**TEXTO EM ESTUDO:**
O Jornal do Brasil, tomado aqui como referência das reações na imprensa, dividiu-se entre o louvor demonstrado em novembro de 1941 e a crítica ácida à proposta de abrir um debate amplo, como fizera em julho daquele ano, ao comentar o questionário enviado a estados e municípios: “Em vez de se fornecer instruções, pedem-se informações, e essa interessante inversão da exigência da lei prova que não há um roteiro seguros das finalidades que se pretendem atingir com essas reuniões”. 

À parte o estilo do texto, nada muito diferente de críticas feitas no século 21 às conferências convocadas por Lula e Dilma, vistas por muitos como desperdício e improdutivas.

Já na segunda metade dos anos 1980, quando o processo de redemocratização aguçava, até mesmo em setores da imprensa, o desejo por participação popular, o clima era outro. Naquela quadra, algo de muito definidor aconteceu: a 8ª Conferência Nacional de Saúde, em 1986, lançou as bases para conferências com real espaço para a voz das camadas de baixo. 

Coube ao médico sanitarista Sérgio Arouca, que presidia aquela conferência, encaminhar proposta para que os usuários da saúde e os trabalhadores do sistema pudessem participar, como observadores. Foi uma resposta à pressão de movimentos organizados que, mesmo sem direito formal, enviaram delegações e garantiram afluência numérica inédita. O ginásio Nilson Nelson, em Brasília, sediou o encontro.

Dois anos depois, a 8ª Conferência dava frutos, com forte influência na redação do capítulo de Direitos Sociais da Constituição Federal. Em 1990, nascia o SUS (Sistema Único de Saúde). E, nas conferências de Saúde seguintes, a participação de usuários e trabalhadores do SUS passou a ser norma, com direito a voto. A prática se estendeu às demais conferências temáticas.

Nos tempos de Getúlio e até a redemocratização, as conferências tinham perfil elitista, sendo espaço preferencial para especialistas e integrantes de governos. Isso não significou, no entanto, que não tenham produzido transformações importantes a partir dos debates que geraram, inclusive pela atuação de pesquisadores e especialistas de vocação progressista.

**MATERIAL FORNECIDO:**
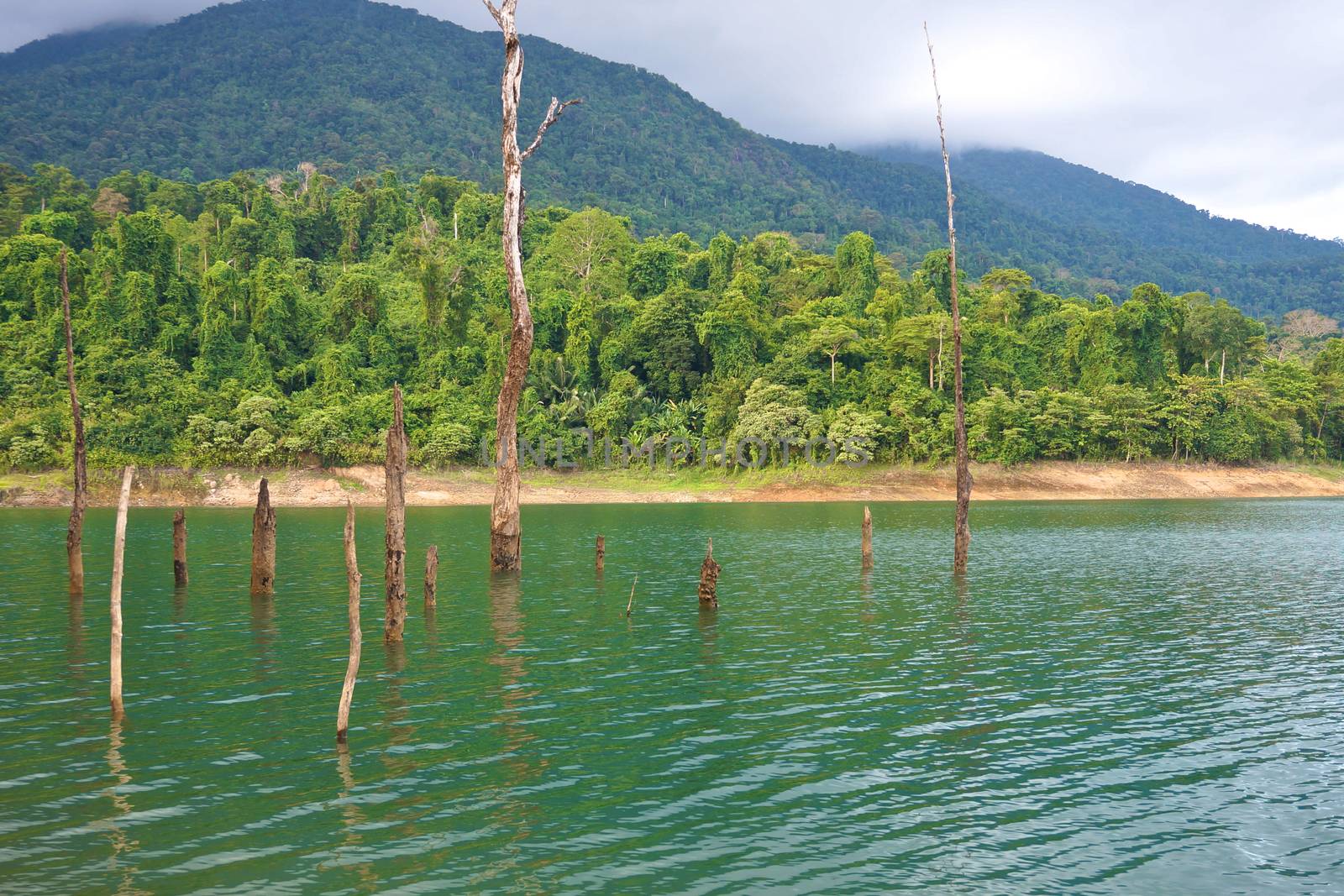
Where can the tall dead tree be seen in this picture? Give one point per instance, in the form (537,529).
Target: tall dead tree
(264,542)
(74,532)
(506,526)
(961,540)
(394,532)
(118,566)
(179,548)
(353,578)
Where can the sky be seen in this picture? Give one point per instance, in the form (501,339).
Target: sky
(1233,105)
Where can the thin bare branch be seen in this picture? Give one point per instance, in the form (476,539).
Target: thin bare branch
(553,114)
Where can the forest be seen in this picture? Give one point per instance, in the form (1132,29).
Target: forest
(356,87)
(262,322)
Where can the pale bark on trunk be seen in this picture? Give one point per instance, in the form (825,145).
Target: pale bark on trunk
(506,526)
(961,539)
(179,548)
(118,566)
(867,539)
(264,542)
(432,577)
(394,535)
(74,531)
(710,578)
(353,579)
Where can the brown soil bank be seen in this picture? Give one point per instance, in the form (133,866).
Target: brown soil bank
(365,484)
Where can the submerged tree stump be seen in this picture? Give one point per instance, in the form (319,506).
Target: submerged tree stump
(179,548)
(867,539)
(118,566)
(264,542)
(394,567)
(432,577)
(710,578)
(74,531)
(353,579)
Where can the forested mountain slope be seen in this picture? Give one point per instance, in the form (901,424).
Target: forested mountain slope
(355,86)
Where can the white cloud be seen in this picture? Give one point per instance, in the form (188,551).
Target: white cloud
(1233,105)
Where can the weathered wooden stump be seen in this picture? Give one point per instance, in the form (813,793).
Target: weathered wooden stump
(353,578)
(179,548)
(264,542)
(118,566)
(394,533)
(710,578)
(867,539)
(432,577)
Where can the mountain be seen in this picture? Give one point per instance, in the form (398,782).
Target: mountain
(355,86)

**TAREFAS:**
[a] De acordo com o texto sobre as conferências nacionais, por que Sérgio Arouca encaminhou a proposta de participação de usuários e trabalhadores da saúde na 8ª Conferência? Responda em uma a três frases.
[b] Segundo o texto sobre as conferências nacionais, onde foi realizada a 8ª Conferência Nacional de Saúde?
[c] Resuma o texto sobre as conferências nacionais em duas frases.
Use somente o texto como fonte.

**RESPOSTAS POR TAREFA:**
[a] A proposta foi uma resposta à pressão de movimentos organizados. Mesmo sem direito formal, esses movimentos enviaram delegações e garantiram uma afluência numérica inédita.

[b] No ginásio Nilson Nelson, em Brasília.

[c] Até a redemocratização, as conferências tinham perfil elitista e foram alvo de críticas da imprensa, como as do Jornal do Brasil em 1941, mas ainda assim produziram transformações importantes. A 8ª Conferência Nacional de Saúde, em 1986, abriu espaço para usuários e trabalhadores e influenciou o capítulo de Direitos Sociais da Constituição Federal; nas conferências seguintes, a participação deles com direito a voto passou a ser norma e se estendeu às demais conferências temáticas.